#### Written request
From the text on the CERC draft tariff regulations, write out the passage that begins at the words "The variable or" and stops after the words "value in storage.".

#### Source text
——————

In December 2018, the Central Electricity Regulatory Commission (CERC) released the draft Terms and Conditions of Tariff Regulations, 2019 for the next tariff period from April 1, 2019 to March 31, 2024. While there were indications in the consultation paper, released in May 2018, regarding possible changes in the tariff structure and reduction in the return on equity (RoE) in light of the prevailing market conditions and low interest rates, the draft regulations have maintained the status quo in both cases. This comes as a big relief particularly to central PSUs such as NTPC and Power Grid Corporation of India Limited, which are regulated by the CERC.
Some of the key changes proposed in the draft are linking of fixed cost recovery with the normative quarterly plant availability factor (NQPAF) instead of the normative annual PAF (NAPAF); tightening of working capital norms with receivables reduced to 45 days from 60 days earlier; inclusion of a provision for generators to recover fuel costs through billing on actual gross calorific value (GCV) of coal received; increase in efficiency gains sharing; and change in the definition of bank rate. Once notified, the CERC’s multi-year tariff regulations for the fifth tariff period would be applicable to interstate generation and transmission. The CERC has invited public consultation on the draft regulations till January 15, 2019, while public hearing is tentatively scheduled for January 30 and 31, 2018.
Power Line presents the key highlights of the draft regulations…
Tariff structure: The draft regulations propose to continue with the existing two-part tariff structure for thermal and hydro generation and a single-part tariff for interstate transmission. Broadly, the fixed or capacity charges comprise the five components of depreciation, RoE, operations and maintenance (O&M) expenses, interest on loan capital and working capital. The supplementary fixed cost for additional capitalisation on account of revised emission standards will be determined by the CERC separately.
The variable or energy charges of thermal power stations comprise the landed fuel cost (primary and secondary fuel cost) plus the cost of reagents like limestone, sodium bicarboneate and urea used in the implementation of the revised emission control standards. Further, energy charges include the input price of coal/lignite from the integrated mine. The determination of the input price is dealt with in a separate section of the draft regulations. The GCV of coal received is proposed to be reduced by 85 kCal per kg to account for the loss of calorific value in storage.
For generating stations, the tariff will be determined only for the part of capacity that is tied up in long-term contracts. If the units corresponding to such part capacity cannot be identified, the tariff for the entire station may be determined, but it will be applicable to the contracted part capacity only.
Capital structure: The existing debt-equity ratio of 70:30 has been proposed to be retained in the next tariff period as well.

——————

#### Information provided

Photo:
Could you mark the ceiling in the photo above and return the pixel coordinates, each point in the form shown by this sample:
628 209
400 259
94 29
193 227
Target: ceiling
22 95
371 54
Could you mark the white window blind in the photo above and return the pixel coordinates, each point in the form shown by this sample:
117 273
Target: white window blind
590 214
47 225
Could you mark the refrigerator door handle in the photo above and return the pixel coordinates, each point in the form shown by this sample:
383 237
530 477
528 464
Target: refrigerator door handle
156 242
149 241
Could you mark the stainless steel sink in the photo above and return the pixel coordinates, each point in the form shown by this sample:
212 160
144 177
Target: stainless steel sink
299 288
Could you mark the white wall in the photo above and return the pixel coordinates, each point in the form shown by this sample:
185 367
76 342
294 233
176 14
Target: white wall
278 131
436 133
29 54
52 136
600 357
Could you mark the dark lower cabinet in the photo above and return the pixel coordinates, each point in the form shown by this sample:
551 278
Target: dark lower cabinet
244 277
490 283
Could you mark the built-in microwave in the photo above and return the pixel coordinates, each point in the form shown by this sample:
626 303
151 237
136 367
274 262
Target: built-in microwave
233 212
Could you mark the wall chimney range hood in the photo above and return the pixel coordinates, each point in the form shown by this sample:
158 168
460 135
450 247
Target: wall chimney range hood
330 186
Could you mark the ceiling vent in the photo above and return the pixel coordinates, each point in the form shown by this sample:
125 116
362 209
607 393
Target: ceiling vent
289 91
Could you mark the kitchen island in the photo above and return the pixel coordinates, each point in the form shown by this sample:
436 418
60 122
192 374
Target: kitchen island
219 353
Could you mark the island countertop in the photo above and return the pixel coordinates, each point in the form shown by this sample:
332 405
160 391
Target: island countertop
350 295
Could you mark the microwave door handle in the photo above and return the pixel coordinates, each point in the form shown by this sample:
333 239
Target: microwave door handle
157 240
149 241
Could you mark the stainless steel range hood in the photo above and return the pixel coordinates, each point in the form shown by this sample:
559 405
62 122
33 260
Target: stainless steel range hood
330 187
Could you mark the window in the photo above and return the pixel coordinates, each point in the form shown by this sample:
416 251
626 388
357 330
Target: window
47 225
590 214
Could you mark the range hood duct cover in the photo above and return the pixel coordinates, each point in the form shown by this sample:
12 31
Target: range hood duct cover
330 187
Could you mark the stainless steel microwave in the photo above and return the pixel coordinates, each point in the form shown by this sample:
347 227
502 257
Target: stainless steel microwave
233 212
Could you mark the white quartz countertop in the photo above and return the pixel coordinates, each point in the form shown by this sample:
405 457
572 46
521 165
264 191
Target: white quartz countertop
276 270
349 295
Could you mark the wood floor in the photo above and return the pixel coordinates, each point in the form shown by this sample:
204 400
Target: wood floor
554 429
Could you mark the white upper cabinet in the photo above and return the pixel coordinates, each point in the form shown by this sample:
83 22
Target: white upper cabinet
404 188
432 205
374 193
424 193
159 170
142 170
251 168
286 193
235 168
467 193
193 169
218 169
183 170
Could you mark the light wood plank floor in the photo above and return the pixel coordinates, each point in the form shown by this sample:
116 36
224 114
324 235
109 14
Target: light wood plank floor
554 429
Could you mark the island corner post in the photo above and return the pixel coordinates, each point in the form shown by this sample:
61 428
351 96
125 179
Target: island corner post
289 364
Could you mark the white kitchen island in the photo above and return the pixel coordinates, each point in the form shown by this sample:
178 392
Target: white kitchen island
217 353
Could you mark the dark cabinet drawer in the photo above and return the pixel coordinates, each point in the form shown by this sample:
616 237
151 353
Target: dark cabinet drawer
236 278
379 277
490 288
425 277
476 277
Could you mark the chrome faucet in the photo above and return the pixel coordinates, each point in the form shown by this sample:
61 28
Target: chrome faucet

——————

#### Task response
The variable or energy charges of thermal power stations comprise the landed fuel cost (primary and secondary fuel cost) plus the cost of reagents like limestone, sodium bicarboneate and urea used in the implementation of the revised emission control standards. Further, energy charges include the input price of coal/lignite from the integrated mine. The determination of the input price is dealt with in a separate section of the draft regulations. The GCV of coal received is proposed to be reduced by 85 kCal per kg to account for the loss of calorific value in storage.